Problema curto 1 >> Diga se cada afirmação concorda com o texto citado e responda sim ou não, citando literalmente as palavras decisivas do texto. (a) Berlin define a liberdade negativa como a área em que um homem pode agir sem ser impedido por outros. (b) A liberdade negativa precisa ser imposta. (c) O texto adapta a introdução de A Tale of Two Cities.

Texto citado >>
• • • •

Search

Um Conto de Dois Sistemas Jurídicos: Common law e Direito Positivo

Artigo original em inglês aqui

Foi a melhor das leis, foi a pior das leis, foi construída sobre a liberdade, foi construída sobre o poder, foi a ordem espontânea das instituições sociais orgânicas, foi a ordem deliberada da ideologia e da coerção, foi um fluxo de jurisprudência nos guiando para a justiça, era um emaranhado de estatutos nos empurrando para a restrição.

 

Em suma, o Direito, seja jurisprudência ou legislação, só pode ser entendido por comparação, e adaptando a introdução de A Tale of Two Cities, vemos dois sistemas, common e civil law, e lacunas de liberdade entre eles.

 

Para entender o que torna o civil law menos livre do que o common law, devemos começar com os “Dois Conceitos de Liberdade” de Isaiah Berlin, que definiu sua compreensão de liberdade negativa e positiva.

FA HAYEK

Berlin define a liberdade negativa como “simplesmente a área dentro da qual um homem pode agir desobstruído por outros“, o que significa que se alguém é impedido por outros de agir, então ele não é livre. É claro que a intervenção externa contra a liberdade de ação do homem é coerção, pois incorpora violência real ou potencial, como Murray Rothbard e FA Hayek apontaram, e como tal, a liberdade negativa não precisa ser imposta, mas simplesmente respeitada, pois o abuso de coerção degenera em opressão, e

 

o critério de opressão é o papel… a ser desempenhado por outros seres humanos, direta ou indiretamente, com ou sem a intenção de fazê-lo, em frustrar meus desejos. Por ser livre nesse sentido quero dizer não sofrer interferência de outros. Quanto maior a área de não interferência, maior minha liberdade.

• • • •

Problema curto 2 >> Filtre os registros e copie toda linha que contenha a palavra "gets".

• • • •

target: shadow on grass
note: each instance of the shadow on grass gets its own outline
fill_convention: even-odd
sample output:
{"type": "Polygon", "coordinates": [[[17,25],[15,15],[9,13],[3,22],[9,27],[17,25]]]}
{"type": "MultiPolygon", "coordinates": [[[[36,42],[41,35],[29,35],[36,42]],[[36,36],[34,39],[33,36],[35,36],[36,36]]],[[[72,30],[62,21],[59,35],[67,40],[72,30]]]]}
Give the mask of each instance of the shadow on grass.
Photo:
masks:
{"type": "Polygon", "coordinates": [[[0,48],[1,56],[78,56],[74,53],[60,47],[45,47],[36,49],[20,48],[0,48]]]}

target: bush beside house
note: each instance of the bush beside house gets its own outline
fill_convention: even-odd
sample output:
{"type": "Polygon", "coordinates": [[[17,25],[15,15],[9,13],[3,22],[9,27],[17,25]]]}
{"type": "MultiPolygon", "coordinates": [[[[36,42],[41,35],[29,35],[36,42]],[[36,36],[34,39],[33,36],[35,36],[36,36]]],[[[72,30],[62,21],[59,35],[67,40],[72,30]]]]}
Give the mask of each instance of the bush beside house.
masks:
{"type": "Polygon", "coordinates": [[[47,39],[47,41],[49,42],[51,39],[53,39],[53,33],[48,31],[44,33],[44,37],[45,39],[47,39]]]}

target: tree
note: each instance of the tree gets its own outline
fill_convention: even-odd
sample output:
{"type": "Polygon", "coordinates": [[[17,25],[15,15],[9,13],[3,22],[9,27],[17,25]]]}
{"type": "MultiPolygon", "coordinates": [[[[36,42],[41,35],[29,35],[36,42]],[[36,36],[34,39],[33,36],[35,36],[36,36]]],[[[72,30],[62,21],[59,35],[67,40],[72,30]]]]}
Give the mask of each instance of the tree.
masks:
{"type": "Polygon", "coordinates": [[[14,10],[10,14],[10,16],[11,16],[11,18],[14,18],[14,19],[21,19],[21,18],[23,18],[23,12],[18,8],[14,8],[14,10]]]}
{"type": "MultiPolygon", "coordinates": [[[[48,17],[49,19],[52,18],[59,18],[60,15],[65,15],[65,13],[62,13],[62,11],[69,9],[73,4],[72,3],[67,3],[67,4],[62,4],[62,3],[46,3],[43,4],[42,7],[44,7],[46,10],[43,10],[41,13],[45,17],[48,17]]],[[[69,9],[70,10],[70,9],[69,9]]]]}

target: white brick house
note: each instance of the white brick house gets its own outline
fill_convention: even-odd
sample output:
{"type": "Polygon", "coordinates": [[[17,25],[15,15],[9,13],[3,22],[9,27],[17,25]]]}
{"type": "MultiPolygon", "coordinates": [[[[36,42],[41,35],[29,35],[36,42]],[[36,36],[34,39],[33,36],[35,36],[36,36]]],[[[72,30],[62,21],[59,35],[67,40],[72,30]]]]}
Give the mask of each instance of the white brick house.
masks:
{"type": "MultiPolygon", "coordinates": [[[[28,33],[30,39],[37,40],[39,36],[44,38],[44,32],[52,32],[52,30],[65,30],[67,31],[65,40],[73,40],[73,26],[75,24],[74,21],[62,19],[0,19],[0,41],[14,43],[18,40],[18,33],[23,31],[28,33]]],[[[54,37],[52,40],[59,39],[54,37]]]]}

• • • •

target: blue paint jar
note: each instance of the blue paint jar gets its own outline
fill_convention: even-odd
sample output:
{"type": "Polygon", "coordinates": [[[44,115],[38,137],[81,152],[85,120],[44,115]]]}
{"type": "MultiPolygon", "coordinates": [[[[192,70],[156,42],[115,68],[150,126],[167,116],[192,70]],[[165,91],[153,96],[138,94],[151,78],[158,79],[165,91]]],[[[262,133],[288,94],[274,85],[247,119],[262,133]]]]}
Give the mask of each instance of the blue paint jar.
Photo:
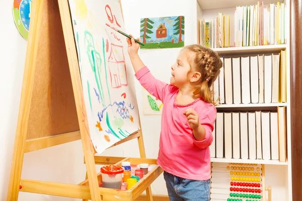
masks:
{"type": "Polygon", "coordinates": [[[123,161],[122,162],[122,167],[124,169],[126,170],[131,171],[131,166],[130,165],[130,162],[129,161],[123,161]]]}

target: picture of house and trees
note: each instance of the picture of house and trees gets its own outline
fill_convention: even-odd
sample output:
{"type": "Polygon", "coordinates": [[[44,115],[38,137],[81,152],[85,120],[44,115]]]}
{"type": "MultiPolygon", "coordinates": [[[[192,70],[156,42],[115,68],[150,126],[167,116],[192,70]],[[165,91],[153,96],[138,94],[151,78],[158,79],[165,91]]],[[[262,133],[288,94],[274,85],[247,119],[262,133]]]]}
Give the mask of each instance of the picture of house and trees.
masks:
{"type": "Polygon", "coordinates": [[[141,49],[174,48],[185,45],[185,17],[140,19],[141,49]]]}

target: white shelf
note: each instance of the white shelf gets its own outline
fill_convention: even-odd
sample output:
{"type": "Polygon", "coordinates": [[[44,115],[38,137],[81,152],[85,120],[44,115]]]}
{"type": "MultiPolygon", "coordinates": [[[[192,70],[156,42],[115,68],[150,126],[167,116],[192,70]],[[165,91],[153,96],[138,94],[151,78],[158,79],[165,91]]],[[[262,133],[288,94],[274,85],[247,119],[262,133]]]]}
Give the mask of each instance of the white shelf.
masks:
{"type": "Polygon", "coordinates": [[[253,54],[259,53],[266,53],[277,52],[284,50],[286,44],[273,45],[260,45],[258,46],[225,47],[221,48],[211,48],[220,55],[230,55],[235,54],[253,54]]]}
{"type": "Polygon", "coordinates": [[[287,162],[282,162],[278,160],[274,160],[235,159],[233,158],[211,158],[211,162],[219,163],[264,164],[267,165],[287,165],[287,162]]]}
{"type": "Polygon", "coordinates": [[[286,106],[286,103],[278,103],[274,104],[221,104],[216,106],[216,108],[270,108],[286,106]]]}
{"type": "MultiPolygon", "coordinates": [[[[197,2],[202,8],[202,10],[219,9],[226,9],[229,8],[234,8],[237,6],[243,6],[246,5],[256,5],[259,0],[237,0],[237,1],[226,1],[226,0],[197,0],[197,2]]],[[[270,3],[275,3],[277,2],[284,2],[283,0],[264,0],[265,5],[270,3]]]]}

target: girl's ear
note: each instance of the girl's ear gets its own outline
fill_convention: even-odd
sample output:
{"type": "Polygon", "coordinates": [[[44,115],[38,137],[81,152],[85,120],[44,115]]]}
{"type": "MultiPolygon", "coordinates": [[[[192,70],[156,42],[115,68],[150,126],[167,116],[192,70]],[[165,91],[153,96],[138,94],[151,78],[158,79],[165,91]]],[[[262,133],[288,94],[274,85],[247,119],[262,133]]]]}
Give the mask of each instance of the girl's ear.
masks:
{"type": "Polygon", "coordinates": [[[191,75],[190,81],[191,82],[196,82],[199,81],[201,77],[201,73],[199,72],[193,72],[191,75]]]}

• • • •

Resultado esperado 1 >>
(a) Sim: "simplesmente a área dentro da qual um homem pode agir desobstruído por outros".
(b) Não: "a liberdade negativa não precisa ser imposta, mas simplesmente respeitada".
(c) Sim: "adaptando a introdução de A Tale of Two Cities".

Resultado esperado 2 >>
note: each instance of the shadow on grass gets its own outline
note: each instance of the bush beside house gets its own outline
note: each instance of the tree gets its own outline
note: each instance of the white brick house gets its own outline
note: each instance of the blue paint jar gets its own outline
note: each instance of the picture of house and trees gets its own outline
note: each instance of the white shelf gets its own outline
note: each instance of the girl's ear gets its own outline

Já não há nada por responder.